Actions to take
a. From the Penn first-year post, copy the passage from "And over the" to "of May 30.)" word for word.
b. In the Penn first-year post, which keyboard does the writer use in the dorm room?
c. Pick up the Penn first-year post where it stops and keep writing.

Document passage
◆ ◆ ◆ ◆ ◆

And over the last semester of my high school and that summer, I grew even more interested in the M&T program. It seemed like a great program where ambitious people collided, and coincidently merged my long-standing interest in engineering with my newfound interest in ventures. And since M&T allowed for internal transfer into the program, I chose to attend Penn to and prepare myself to spend my first year trying my hardest to get into the program. (Status unknown as of May 30.)

NSO Week

Penn likes to kick off school with something called New Student Orientation (NSO) week. It’s a week of mandatory (and boring) activities on safety in the afternoons, and some fun parties later at night to help new students get to know each other and the school.

I didn’t really enjoy NSO week.

If you’re a big fan of huge parties and alcohol, I’m sure you will have a blast.

But I’m not a fan of either, so those events didn’t really appeal to me. And though I did meet a lot of cool people, it was all a blur of saying “hello, what’s your name and major?” so by the end, nobody really knew each other. I repeated “Maxx, Bioengineering” at least a hundred times, and met 0 to-be friends that week. Probably a skill issue, but still.

But I did meet a few people later who I’m best friends with today. I’ll forever remember our 4 am movie nights and badminton days.

Moving in for the first time, I realized how tiny the Hill dorm was. There’s a running joke that you and your roommate can hold hands while you sleep. (We tested, it’s true.) Here’s my side of the prison:

Luckily, my ten pound solid brass modded keyboard (a Bahrnob 65, for reference) and a massive 32 inch monitor allowed me to distract myself from the physical realities of my little prison room. While it wasn’t too bad after a while, by the end of the year, I was glad to be done with that room.

First Semester

My first semester at Penn was a learning experience. I took my first programming course (CIS1200) and learned programming from scratch. That was probably a mistake, though, since it isn’t recommended to skip CIS1200 without taking CIS1100, leaving me very confused for a good majority of the course. I was also rejected from a lot of clubs, which honestly made me feel bitter.2 Within a month, I began skipping almost every single class, instead prioritizing taking pretty images of the brain at my lab or flying to San Francisco, Atlanta, and Boston for various events and hackathons.3

Still, even with my 25 hours a week of engineering course load - General Chemistry I lab, General Chemistry II and lab, CIS1200, BE1000, ECON0100, and PHYS0140 - alongside 15 hours of research a week at Corder Labs, I found the work very manageable (albeit my GPA is now only a 3.70).

◆ ◆ ◆ ◆ ◆

Provided information

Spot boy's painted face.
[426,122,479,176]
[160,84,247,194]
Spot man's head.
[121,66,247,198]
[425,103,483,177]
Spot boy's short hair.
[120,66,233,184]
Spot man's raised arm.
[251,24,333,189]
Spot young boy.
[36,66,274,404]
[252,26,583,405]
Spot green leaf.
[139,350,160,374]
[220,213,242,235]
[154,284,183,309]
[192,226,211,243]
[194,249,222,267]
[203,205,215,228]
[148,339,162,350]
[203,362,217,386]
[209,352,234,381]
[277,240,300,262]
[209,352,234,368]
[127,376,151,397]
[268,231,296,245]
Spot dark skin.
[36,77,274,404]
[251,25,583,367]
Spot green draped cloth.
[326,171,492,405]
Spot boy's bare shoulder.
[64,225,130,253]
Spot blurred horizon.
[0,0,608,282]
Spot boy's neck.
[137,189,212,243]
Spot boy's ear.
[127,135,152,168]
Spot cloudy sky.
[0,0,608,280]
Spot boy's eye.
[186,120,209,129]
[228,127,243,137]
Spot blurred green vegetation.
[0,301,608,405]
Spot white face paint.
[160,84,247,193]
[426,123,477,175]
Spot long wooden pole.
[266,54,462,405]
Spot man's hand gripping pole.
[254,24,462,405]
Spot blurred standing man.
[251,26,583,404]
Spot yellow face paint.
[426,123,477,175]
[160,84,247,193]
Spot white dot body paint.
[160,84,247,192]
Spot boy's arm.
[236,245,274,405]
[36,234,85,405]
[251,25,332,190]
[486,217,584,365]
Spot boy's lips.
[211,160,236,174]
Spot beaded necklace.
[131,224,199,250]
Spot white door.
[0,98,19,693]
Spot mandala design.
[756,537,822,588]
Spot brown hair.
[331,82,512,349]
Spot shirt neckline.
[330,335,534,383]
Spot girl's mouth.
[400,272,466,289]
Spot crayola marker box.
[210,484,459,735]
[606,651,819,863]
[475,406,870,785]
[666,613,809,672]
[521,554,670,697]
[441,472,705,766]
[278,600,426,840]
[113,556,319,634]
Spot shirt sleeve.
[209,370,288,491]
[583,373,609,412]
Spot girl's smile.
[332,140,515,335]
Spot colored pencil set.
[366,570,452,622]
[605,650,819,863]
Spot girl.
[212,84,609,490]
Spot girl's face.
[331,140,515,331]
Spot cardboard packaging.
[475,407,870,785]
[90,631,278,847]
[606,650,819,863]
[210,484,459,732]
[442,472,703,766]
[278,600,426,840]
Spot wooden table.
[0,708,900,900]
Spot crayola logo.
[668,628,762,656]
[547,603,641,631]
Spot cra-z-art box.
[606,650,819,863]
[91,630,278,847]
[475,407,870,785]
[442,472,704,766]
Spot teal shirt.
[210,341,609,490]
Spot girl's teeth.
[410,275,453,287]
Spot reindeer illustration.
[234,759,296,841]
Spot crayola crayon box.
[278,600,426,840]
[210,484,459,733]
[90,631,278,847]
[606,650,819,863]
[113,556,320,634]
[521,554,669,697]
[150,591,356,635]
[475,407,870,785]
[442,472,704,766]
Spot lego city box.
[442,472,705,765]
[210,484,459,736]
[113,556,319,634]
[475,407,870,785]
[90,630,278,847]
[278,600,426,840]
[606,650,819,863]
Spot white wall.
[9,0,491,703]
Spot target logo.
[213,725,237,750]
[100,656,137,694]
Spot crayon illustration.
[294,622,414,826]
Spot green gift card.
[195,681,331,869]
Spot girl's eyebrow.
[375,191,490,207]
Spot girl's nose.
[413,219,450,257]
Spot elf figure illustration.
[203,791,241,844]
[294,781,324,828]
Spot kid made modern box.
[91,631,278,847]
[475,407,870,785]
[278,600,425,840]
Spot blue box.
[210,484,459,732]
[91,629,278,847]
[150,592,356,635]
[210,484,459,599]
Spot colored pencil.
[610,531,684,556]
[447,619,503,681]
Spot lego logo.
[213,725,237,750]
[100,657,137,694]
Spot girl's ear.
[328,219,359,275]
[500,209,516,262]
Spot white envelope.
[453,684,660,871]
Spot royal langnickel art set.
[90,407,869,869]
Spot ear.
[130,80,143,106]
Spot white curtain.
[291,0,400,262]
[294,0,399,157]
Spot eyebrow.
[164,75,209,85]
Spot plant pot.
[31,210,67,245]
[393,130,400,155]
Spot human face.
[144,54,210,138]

◆ ◆ ◆ ◆ ◆

Answer set
a.
And over the last semester of my high school and that summer, I grew even more interested in the M&T program. It seemed like a great program where ambitious people collided, and coincidently merged my long-standing interest in engineering with my newfound interest in ventures. And since M&T allowed for internal transfer into the program, I chose to attend Penn to and prepare myself to spend my first year trying my hardest to get into the program. (Status unknown as of May 30.)

b. A Bahrnob 65, a ten-pound solid brass modded keyboard.

c.
The most important thing I did that semester, however, was starting Nanoneuro Systems. Via resources from Tangen Hall (tip: the best builders aren’t at Tangen) and the Singh Nanotechnology Center, I obtained some grant funding and found three brilliant co-founders to work with!

(Only freshman at the YC x Penn event.)

Second Semester

My second semester was slightly lighter. I started attending more classes (I got to build a ballista in my mechanical engineering class!) and got into several clubs.

At that point, though, I realized that clubs were pretty useless and actually dropped them all after I joined. My roommate and I also started to get paranoid over AI taking over our jobs and got really depressed over our education.

I think feeling hopeless against the coming AI wave is a common sentiment among students right now. Education isn’t something that is as valuable when AI teachers with better teaching ability and deeper knowledge pools over teachers become commonly available.

Instead, I prioritized working on Nanoneuro Systems. It was something I enjoyed and was something that bought me a lot of opportunities. Between the start of the second semester and now, the team and I have made major progress:

  • Penn x Contrary Top 8 Venture (only undergraduate team among 7 other MBA teams)
  • Winner of the Contrary Northeast Builders Trek (became the Penn startup representative to meet with General Catalyst, Accel, and BoxGroup firms)

  • PearVC Competition Finalist (represented Penn)
  • Designated as the top 15 northeastern venture by the TigerLaunch Princeton x Columbia competition (1 of 2 teams representing Penn)
  • International Hult Prize Semifinalist (1 of 2 teams representing Penn)
  • iGEM BioFounders Startup Accelerator
  • Philly BioLabs Investors Day Invitee (pitched to many VC firms in biotech)
  • BiossUSA Sponsorship
  • Penn Wharton Innovation Fund
  • Collaboration with the Singh Nanotechnology Center and Corder Lab.
  • Secured mentorship from Intel and other Penn professors.
  • An undisclosed amount of grant funding…
  • And finally, an invitation to the Entrepreneur First Summer Summit, where I met Nat Friedman, the CEO of GitHub!

Props to my cofounders too!

And most recently, a YC interview! (Got rejected; our feedback was to “get a PhD.“) Still, super excited about the acceleration of our progress in the past 6 months.

Overall Reflection

Penn wasn’t what I thought it would be. Throughout high school, all I focused on were grades. But now that I am at Penn, I think the smarter move is to network and do cool stuff. Pursue your own passions! Classes are just something you have to get through. Spend your free time trying new things, like Go!

A lot of why I grinded during my first year at Penn was to get into M&T. But my GPA probably won’t make the cutoff, so I probably won’t. That’s sad, but fine. I shot for the stars, but at least I landed on the moon, and perhaps Nanoneuro Systems would take me to places beyond the stars!

For the summer, I’ve decided to work full-time on my startup for 2 months, and for the other 2 months, intern at NASA and an aerospace manufacturing company. Hopefully, a better year for Nanoneuro Systems next year and a better time scraping by with my classes!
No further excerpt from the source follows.